#### SOURCE ####

Toussaint is a French harmonica-playing vocalist whose sound is rooted in Chicago blues; he played at the 2013 Montreal Jazz Festival and his band just took third place in the International Blues Challenge in Memphis.

Also playing Sunday: Lauren Mitchell, a husky-voice, Sarasota-based funk and blues singer and Miami-based Cuban-Italian-American guitarist and vocalist Albert Castiglia.

Earl’s is at the center of the Sebastian riverfront district.

Space Coast Symphony once again proves itself to be accessible to the community, staging affordable concerts right through summer. The Sunday afternoon concert, “An Earth Odyssey,” includes HD footage from NASA as a backdrop with a space theme that could easily interest even children, and a ticket price anyone can afford – literally: $20 in advance, using the website, and free to kids 18 and under and for anyone with a college ID. The orchestra also has a “pay what you can” option for those who demonstrate need.

Music includes a new work by a young University of Central Florida graduate, Adam Lydon, then Robert Shumann’s “Concert Piece for Four Horns and Large Orchestra” and after a break, Richard Strauss’s “Thus Spoke Zarathustra,” the opening theme for Stanley Kubrick’s “2001: A Space Odyssey.”

Sunday’s concert is at 3 p.m. at the Vero Beach High School Performing Arts Center.

This is the last weekend to see the exhibit “Environmental Photography” at the Vero Beach Museum of Art. The show includes the work of photographic artists concerned with endangered wildlife, climate change, pollution, and erosion. The show includes photos by James Balog, a renowned photographer who has spent much of the past 35 year shooting subjects like polar ice and old-growth forests as well as endangered animals. His parents, James and Alvina Balog, live in Vero and are avid supporters of the museum.

A second exhibit at the Vero museum, “Embracing Space and Color: Art On and Off the Walls, remains in place through the first week of June. Curated by the museum’s Jay Williams, the wide-ranging show includes both sculpture and painting and has a work by Devorah Sperber that recreates famous artworks upside down, using spools of colored thread in a pixelated effect. The image is turned right-side up by peering through a glass ball hanging in front of the artworks.

#### MATERIAL SUPPLIED ####

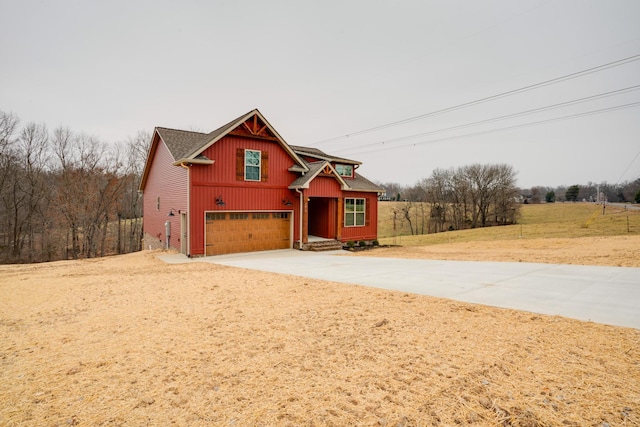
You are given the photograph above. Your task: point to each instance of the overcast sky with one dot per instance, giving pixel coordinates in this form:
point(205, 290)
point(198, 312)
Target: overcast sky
point(322, 70)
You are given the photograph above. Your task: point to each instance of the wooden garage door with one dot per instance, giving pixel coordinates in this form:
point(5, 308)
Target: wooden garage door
point(231, 232)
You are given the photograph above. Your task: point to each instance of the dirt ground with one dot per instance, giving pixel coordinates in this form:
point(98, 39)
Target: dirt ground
point(130, 341)
point(615, 251)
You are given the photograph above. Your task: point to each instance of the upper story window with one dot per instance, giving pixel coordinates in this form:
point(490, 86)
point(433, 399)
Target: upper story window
point(344, 170)
point(252, 165)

####

REQUEST 1: Copy the arts listings from the words "Space Coast Symphony" through the words "who demonstrate need.", replacing "ticket price" with "admission price".
REQUEST 2: Write the next part of the arts listings, picking up after their final sentence.

ANSWER 1:
Space Coast Symphony once again proves itself to be accessible to the community, staging affordable concerts right through summer. The Sunday afternoon concert, “An Earth Odyssey,” includes HD footage from NASA as a backdrop with a space theme that could easily interest even children, and a admission price anyone can afford – literally: $20 in advance, using the website, and free to kids 18 and under and for anyone with a college ID. The orchestra also has a “pay what you can” option for those who demonstrate need.

ANSWER 2:
At the Foosaner Museum in the charming – if underpopulated — Eau Gallie Arts District in Melbourne, an exhibition of Japanese woodcuts gleaned from the vast collection of Syracuse University. “Ukiyo-e to Shin Hanga” includes 40 works from the color ukiyo-e printmaking from the 18th and 19th centuries, to the 20th century prints of the Shin Hanga movement. In tandem with the Syracuse prints, the museum is offering a second exhibit comprising kimono, more prints, swords, and decorative objects from the collections of both the Foosaner and its sister museum, the Ruth Funk Museum of Textile Arts.

Both museums are part of Florida Institute of Technology.

And in West Palm Beach, it’s the last weekend for the Norton Museum of Art’s “High Tea: Glorious Manifestations East and West.” The exhibit includes 100 pieces spanning 1,200 years of tea service from Asia, Europe and the U.S. No doubt Vero’s Mad Tea-Potters already heard of this one through Tea and Chi owner Maria Sparsis, a potter herself.

Stuart’s Elliott Museum on South Hutchinson Island is hosting an exhibit of 40 chairs representing 200 years of American design. The show, curated by the Museum of Contemporary Art, Jacksonville, includes works by Frank Gehry, the Stickley brothers, Frank Lloyd Wright, Charles and Ray Eames and Isamu Noguchi.